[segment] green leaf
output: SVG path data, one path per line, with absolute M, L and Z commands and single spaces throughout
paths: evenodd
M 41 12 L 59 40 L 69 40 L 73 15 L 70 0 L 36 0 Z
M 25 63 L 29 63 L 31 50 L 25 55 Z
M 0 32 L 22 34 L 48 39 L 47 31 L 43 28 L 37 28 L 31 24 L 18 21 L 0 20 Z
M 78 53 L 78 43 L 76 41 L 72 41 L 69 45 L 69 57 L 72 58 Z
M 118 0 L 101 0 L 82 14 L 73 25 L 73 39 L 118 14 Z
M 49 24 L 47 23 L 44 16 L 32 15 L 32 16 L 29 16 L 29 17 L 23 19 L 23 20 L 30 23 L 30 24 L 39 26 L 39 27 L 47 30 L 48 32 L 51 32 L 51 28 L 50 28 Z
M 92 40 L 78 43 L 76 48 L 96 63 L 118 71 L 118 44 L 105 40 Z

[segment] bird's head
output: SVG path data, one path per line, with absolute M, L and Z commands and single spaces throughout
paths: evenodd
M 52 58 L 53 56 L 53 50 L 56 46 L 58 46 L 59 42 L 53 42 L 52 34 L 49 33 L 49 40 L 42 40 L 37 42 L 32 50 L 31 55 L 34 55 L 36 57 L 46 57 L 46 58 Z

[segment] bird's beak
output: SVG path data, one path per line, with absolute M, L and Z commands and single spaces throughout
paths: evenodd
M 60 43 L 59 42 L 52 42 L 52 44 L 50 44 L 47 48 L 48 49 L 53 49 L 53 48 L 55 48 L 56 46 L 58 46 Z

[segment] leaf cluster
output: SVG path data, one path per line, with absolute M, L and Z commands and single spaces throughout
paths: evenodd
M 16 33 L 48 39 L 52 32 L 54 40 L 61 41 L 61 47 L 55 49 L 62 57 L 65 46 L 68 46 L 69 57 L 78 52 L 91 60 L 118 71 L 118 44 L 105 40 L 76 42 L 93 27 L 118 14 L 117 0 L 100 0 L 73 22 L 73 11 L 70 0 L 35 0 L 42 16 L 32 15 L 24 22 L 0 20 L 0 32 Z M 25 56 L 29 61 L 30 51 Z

..........

Reproduce the listing shown above in its entirety, exactly.

*Written solution:*
[segment] green leaf
output: SVG path data, one path per line, with absolute M, L and Z commands and single spaces throughout
paths: evenodd
M 41 12 L 59 40 L 69 40 L 73 15 L 70 0 L 36 0 Z
M 25 63 L 29 63 L 31 50 L 25 55 Z
M 0 32 L 22 34 L 48 39 L 47 31 L 43 28 L 37 28 L 31 24 L 18 21 L 0 20 Z
M 78 53 L 78 43 L 76 41 L 72 41 L 69 45 L 69 57 L 72 58 Z
M 118 0 L 101 0 L 82 14 L 73 25 L 73 39 L 118 14 Z
M 49 24 L 47 23 L 44 16 L 32 15 L 32 16 L 29 16 L 29 17 L 23 19 L 23 20 L 30 23 L 30 24 L 39 26 L 39 27 L 47 30 L 48 32 L 51 32 L 51 28 L 50 28 Z
M 92 40 L 78 43 L 76 48 L 96 63 L 118 71 L 118 44 L 105 40 Z

[segment] bird's head
output: SVG path data, one path per line, with absolute M, L and Z commands and single spaces throughout
paths: evenodd
M 52 58 L 53 56 L 53 50 L 56 46 L 58 46 L 59 42 L 53 42 L 52 34 L 49 33 L 49 40 L 42 40 L 37 42 L 32 50 L 31 55 L 34 55 L 36 57 L 46 57 L 46 58 Z

[segment] bird's beak
output: SVG path data, one path per line, with absolute M, L and Z commands and single spaces throughout
paths: evenodd
M 60 43 L 59 42 L 52 42 L 52 44 L 50 44 L 47 48 L 48 49 L 53 49 L 53 48 L 55 48 L 56 46 L 58 46 Z

[segment] leaf cluster
output: SVG path data, one path per line, with absolute M, L and Z commands and single spaces throughout
paths: evenodd
M 16 33 L 48 39 L 52 32 L 54 40 L 61 41 L 61 47 L 55 49 L 62 57 L 65 46 L 68 46 L 69 57 L 78 52 L 91 60 L 118 71 L 118 44 L 105 40 L 76 42 L 93 27 L 118 14 L 117 0 L 100 0 L 73 22 L 73 11 L 70 0 L 35 0 L 42 16 L 32 15 L 24 22 L 0 20 L 0 32 Z M 25 56 L 29 61 L 30 51 Z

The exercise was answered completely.